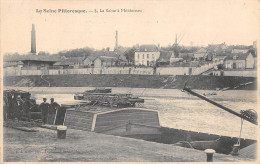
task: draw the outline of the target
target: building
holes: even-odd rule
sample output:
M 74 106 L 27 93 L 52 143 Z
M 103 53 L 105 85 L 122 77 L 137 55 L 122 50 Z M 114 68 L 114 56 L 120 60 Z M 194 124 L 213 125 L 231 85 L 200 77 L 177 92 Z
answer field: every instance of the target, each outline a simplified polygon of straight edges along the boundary
M 225 69 L 253 69 L 255 68 L 255 61 L 250 52 L 231 53 L 227 55 L 224 66 Z
M 100 56 L 97 57 L 93 63 L 95 68 L 101 68 L 101 67 L 111 67 L 116 65 L 117 58 L 116 57 L 110 57 L 110 56 Z
M 160 57 L 156 60 L 156 65 L 170 65 L 170 59 L 174 57 L 174 53 L 172 51 L 160 51 Z
M 214 56 L 223 54 L 227 50 L 227 45 L 226 43 L 221 43 L 221 44 L 209 44 L 207 47 L 207 56 L 206 60 L 212 61 Z
M 141 45 L 135 52 L 135 65 L 152 66 L 159 57 L 160 51 L 156 45 Z
M 93 61 L 87 57 L 71 57 L 56 62 L 54 66 L 62 66 L 63 68 L 82 68 L 90 67 L 92 63 Z
M 196 60 L 205 60 L 207 56 L 207 49 L 204 47 L 201 47 L 194 53 L 194 58 Z
M 224 62 L 224 60 L 226 59 L 227 56 L 214 56 L 213 57 L 213 62 Z
M 249 52 L 249 49 L 237 49 L 237 48 L 234 48 L 232 49 L 231 53 L 232 54 L 236 54 L 236 53 L 247 53 Z
M 194 60 L 194 53 L 179 53 L 179 58 L 182 58 L 184 61 L 189 62 Z
M 5 60 L 6 63 L 22 62 L 23 69 L 48 69 L 53 66 L 54 63 L 60 59 L 56 56 L 44 56 L 44 55 L 21 55 L 17 58 Z
M 120 66 L 120 65 L 124 66 L 124 65 L 127 65 L 127 63 L 128 63 L 126 57 L 123 55 L 123 53 L 121 51 L 95 51 L 88 58 L 92 58 L 91 60 L 93 61 L 93 64 L 95 65 L 94 60 L 98 57 L 101 57 L 102 60 L 105 58 L 113 59 L 113 61 L 115 62 L 113 64 L 114 66 Z

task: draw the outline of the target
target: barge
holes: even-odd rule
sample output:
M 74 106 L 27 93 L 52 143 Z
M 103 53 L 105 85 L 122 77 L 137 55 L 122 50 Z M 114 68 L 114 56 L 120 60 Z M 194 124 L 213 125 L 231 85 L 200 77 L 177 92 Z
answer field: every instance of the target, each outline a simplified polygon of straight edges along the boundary
M 222 154 L 230 154 L 233 145 L 239 139 L 163 127 L 160 124 L 158 111 L 151 109 L 72 106 L 66 105 L 65 107 L 62 105 L 63 109 L 66 108 L 66 112 L 64 113 L 64 120 L 60 124 L 67 126 L 68 129 L 172 144 L 197 150 L 214 149 L 217 153 Z M 240 149 L 257 142 L 252 139 L 239 140 Z

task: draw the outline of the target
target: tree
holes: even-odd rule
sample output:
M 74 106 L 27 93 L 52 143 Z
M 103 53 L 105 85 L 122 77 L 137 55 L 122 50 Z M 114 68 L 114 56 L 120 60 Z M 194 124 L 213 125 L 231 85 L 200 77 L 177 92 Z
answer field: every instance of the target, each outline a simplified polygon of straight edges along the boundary
M 72 49 L 69 51 L 60 51 L 58 52 L 58 55 L 60 57 L 64 56 L 67 58 L 70 57 L 85 57 L 85 56 L 89 56 L 90 54 L 93 53 L 93 49 L 89 48 L 89 47 L 85 47 L 85 48 L 77 48 L 77 49 Z
M 49 52 L 45 52 L 45 51 L 40 51 L 40 52 L 38 52 L 38 55 L 48 56 L 48 55 L 50 55 L 50 53 Z
M 124 52 L 124 56 L 126 57 L 128 63 L 134 63 L 135 60 L 135 51 L 136 48 L 132 47 Z
M 218 70 L 223 70 L 224 69 L 224 65 L 223 64 L 218 64 L 217 68 L 218 68 Z

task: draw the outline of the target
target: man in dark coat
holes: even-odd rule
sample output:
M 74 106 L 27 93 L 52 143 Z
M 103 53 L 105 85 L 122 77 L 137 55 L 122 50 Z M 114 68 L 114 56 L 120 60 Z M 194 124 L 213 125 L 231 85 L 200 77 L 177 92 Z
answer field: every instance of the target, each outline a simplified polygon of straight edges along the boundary
M 48 124 L 53 125 L 55 124 L 55 116 L 57 113 L 57 110 L 60 108 L 60 105 L 56 102 L 54 102 L 54 98 L 51 98 L 49 113 L 48 113 Z
M 47 123 L 47 118 L 48 118 L 48 112 L 49 112 L 49 107 L 50 104 L 46 102 L 46 98 L 43 98 L 43 102 L 40 104 L 39 108 L 42 112 L 42 122 L 44 124 Z

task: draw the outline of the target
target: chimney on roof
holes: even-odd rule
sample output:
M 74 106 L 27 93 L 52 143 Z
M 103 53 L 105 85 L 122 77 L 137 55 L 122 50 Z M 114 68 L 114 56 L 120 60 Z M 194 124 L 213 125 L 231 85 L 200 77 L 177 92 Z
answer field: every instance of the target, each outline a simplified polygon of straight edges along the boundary
M 36 36 L 35 36 L 34 24 L 32 24 L 32 31 L 31 31 L 31 53 L 36 54 Z
M 160 49 L 161 49 L 160 43 L 158 43 L 157 47 L 158 47 L 158 50 L 160 50 Z

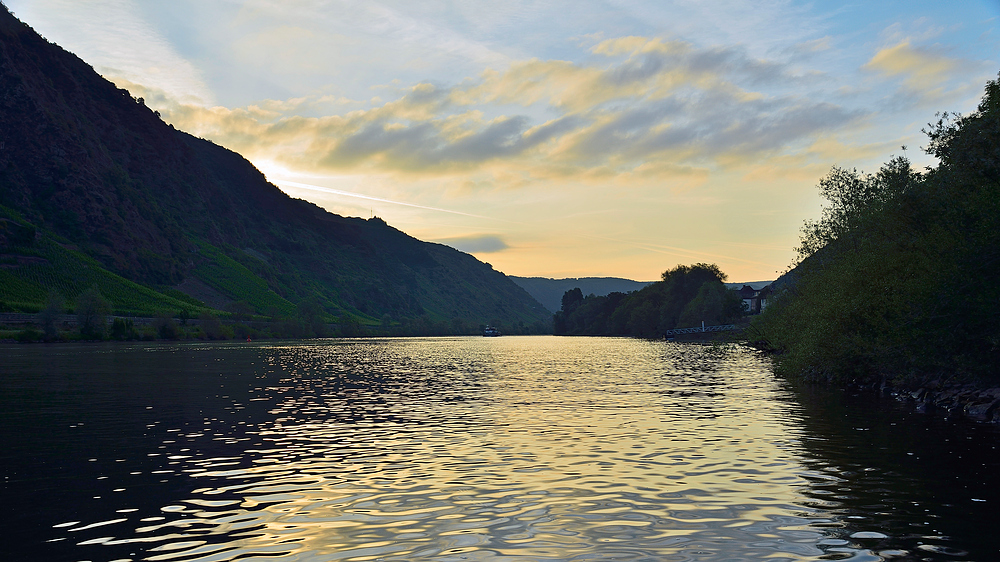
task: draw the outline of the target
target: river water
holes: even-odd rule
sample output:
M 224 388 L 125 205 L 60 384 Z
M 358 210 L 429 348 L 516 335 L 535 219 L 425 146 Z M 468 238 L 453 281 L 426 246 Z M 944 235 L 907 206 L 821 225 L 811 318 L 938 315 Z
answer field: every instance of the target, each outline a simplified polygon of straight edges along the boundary
M 4 560 L 996 560 L 1000 436 L 617 338 L 0 346 Z

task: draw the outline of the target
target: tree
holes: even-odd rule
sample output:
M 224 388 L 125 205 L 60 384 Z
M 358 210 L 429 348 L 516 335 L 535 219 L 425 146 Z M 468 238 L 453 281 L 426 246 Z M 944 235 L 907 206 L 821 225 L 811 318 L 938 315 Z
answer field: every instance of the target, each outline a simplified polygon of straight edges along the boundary
M 62 295 L 52 291 L 45 302 L 45 308 L 38 314 L 45 341 L 52 341 L 59 335 L 56 323 L 59 321 L 59 315 L 63 312 L 64 302 Z
M 919 174 L 903 157 L 893 158 L 874 175 L 834 166 L 818 186 L 829 204 L 823 207 L 819 220 L 807 220 L 802 227 L 796 264 L 838 240 L 857 250 L 862 236 L 877 233 L 870 228 L 873 223 L 884 221 L 888 209 L 918 179 Z
M 156 335 L 160 339 L 164 340 L 175 340 L 180 337 L 180 330 L 177 328 L 177 322 L 174 321 L 173 315 L 169 312 L 161 312 L 156 315 L 153 319 L 153 328 L 156 330 Z
M 575 333 L 575 325 L 571 318 L 582 303 L 583 291 L 579 287 L 563 293 L 562 308 L 552 317 L 552 333 L 556 335 Z M 497 326 L 494 325 L 494 327 Z
M 919 385 L 1000 380 L 1000 84 L 926 130 L 936 167 L 834 168 L 807 223 L 797 281 L 754 322 L 791 375 Z
M 222 330 L 222 322 L 219 317 L 211 312 L 202 312 L 198 315 L 198 325 L 201 332 L 210 340 L 221 340 L 225 337 Z
M 313 295 L 300 302 L 295 309 L 295 315 L 302 322 L 305 329 L 311 332 L 311 334 L 304 335 L 317 337 L 325 335 L 326 325 L 323 322 L 323 307 L 320 305 L 318 296 Z M 350 317 L 349 315 L 345 316 Z
M 684 307 L 677 325 L 696 327 L 705 322 L 709 326 L 722 324 L 738 317 L 742 312 L 743 300 L 721 282 L 706 282 L 698 289 L 698 294 Z
M 563 295 L 562 310 L 552 319 L 553 331 L 654 338 L 678 323 L 719 323 L 739 316 L 742 305 L 726 289 L 725 279 L 717 265 L 697 263 L 668 269 L 660 281 L 629 294 L 584 297 L 580 289 L 573 289 Z
M 657 330 L 660 333 L 677 327 L 690 328 L 695 324 L 700 324 L 702 320 L 707 320 L 707 318 L 698 318 L 697 321 L 692 320 L 693 323 L 690 326 L 681 325 L 685 309 L 691 301 L 698 297 L 702 286 L 707 283 L 725 289 L 723 282 L 726 280 L 726 274 L 714 263 L 696 263 L 690 266 L 678 265 L 673 269 L 668 269 L 663 272 L 661 279 L 659 288 L 661 295 L 659 298 L 660 316 L 657 325 Z M 642 294 L 642 291 L 639 291 L 638 294 Z M 690 314 L 695 313 L 691 312 Z
M 580 303 L 582 302 L 583 302 L 583 291 L 580 290 L 580 287 L 570 289 L 565 293 L 563 293 L 562 311 L 565 312 L 566 314 L 572 314 L 573 311 L 576 310 L 576 308 L 580 306 Z
M 116 340 L 137 340 L 139 332 L 131 318 L 115 318 L 111 323 L 111 338 Z
M 84 339 L 103 339 L 111 314 L 111 303 L 91 287 L 76 297 L 76 323 Z

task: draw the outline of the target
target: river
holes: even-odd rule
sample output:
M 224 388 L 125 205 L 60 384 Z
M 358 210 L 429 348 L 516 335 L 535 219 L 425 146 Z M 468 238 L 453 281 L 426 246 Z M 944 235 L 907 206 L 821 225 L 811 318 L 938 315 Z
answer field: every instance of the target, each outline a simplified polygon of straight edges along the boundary
M 621 338 L 0 346 L 4 560 L 995 560 L 1000 435 Z

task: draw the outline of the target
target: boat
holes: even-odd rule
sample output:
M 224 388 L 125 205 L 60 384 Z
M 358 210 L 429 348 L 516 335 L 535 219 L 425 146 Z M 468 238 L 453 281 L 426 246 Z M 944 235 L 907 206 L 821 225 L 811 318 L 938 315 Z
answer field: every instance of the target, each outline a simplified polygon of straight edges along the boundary
M 501 335 L 500 334 L 500 330 L 497 330 L 493 326 L 487 326 L 486 329 L 483 330 L 483 337 L 484 338 L 495 338 L 495 337 L 497 337 L 499 335 Z

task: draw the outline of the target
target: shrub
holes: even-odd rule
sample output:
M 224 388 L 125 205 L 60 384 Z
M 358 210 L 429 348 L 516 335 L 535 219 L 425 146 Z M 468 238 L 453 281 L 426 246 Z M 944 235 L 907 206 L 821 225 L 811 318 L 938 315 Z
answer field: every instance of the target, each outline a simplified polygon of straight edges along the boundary
M 180 337 L 180 329 L 177 322 L 169 312 L 161 312 L 153 320 L 153 329 L 156 335 L 163 340 L 176 340 Z
M 104 339 L 111 303 L 91 287 L 76 298 L 76 322 L 84 339 Z

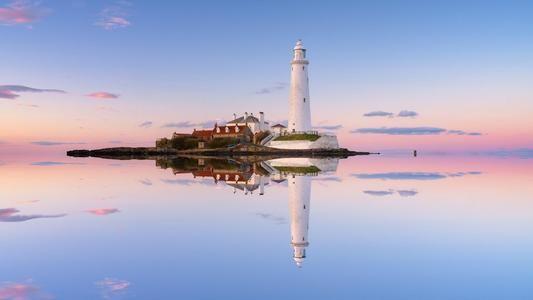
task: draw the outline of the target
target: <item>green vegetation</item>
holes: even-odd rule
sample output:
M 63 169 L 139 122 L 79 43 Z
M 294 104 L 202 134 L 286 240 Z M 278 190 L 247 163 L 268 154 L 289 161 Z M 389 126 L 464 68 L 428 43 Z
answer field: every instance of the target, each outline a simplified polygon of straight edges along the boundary
M 209 142 L 206 142 L 206 148 L 216 149 L 216 148 L 227 148 L 228 146 L 236 145 L 239 143 L 239 139 L 232 137 L 222 137 L 214 138 Z
M 157 158 L 155 165 L 161 169 L 172 168 L 173 170 L 196 170 L 198 169 L 198 160 L 193 158 Z
M 171 139 L 162 138 L 156 141 L 157 148 L 172 148 L 177 150 L 189 150 L 198 147 L 198 139 L 195 137 L 175 137 Z
M 314 142 L 318 140 L 320 136 L 318 134 L 309 134 L 309 133 L 296 133 L 289 135 L 280 135 L 274 139 L 274 141 L 311 141 Z
M 320 172 L 320 169 L 316 166 L 309 167 L 274 167 L 280 172 L 295 173 L 295 174 L 312 174 Z
M 198 139 L 194 137 L 176 137 L 170 140 L 170 145 L 178 150 L 195 149 L 198 147 Z

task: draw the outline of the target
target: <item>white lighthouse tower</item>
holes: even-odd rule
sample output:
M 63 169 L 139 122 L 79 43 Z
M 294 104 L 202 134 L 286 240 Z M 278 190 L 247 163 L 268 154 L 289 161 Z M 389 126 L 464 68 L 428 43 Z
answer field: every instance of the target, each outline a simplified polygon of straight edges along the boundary
M 289 132 L 310 131 L 312 129 L 309 77 L 307 76 L 309 61 L 306 59 L 305 51 L 302 41 L 298 40 L 294 46 L 294 57 L 291 61 Z
M 294 176 L 289 178 L 289 209 L 291 212 L 291 245 L 294 261 L 298 267 L 305 259 L 305 249 L 309 245 L 309 205 L 311 204 L 311 177 Z

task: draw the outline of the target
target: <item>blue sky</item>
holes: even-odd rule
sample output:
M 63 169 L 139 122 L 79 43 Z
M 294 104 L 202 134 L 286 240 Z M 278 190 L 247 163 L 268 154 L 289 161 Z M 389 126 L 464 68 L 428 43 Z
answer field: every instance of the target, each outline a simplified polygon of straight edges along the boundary
M 144 142 L 168 135 L 165 123 L 244 111 L 284 120 L 288 62 L 302 38 L 311 61 L 313 123 L 342 125 L 345 143 L 374 138 L 382 148 L 402 147 L 350 132 L 437 127 L 485 135 L 457 144 L 466 148 L 524 138 L 514 146 L 533 146 L 527 138 L 532 2 L 78 0 L 0 1 L 0 7 L 38 12 L 17 23 L 0 9 L 0 85 L 67 92 L 0 99 L 2 112 L 12 116 L 2 125 L 41 122 L 0 136 L 4 141 Z M 119 97 L 88 99 L 99 91 Z M 418 116 L 363 117 L 401 110 Z M 147 121 L 153 126 L 140 130 Z M 68 130 L 56 131 L 57 122 Z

▶ **Your task**
Every line in the entries above that has the word "item" should be identified and copied.

▶ **Solution to the exercise**
target: <item>green vegetation</item>
target: <item>white lighthouse tower</item>
target: <item>blue sky</item>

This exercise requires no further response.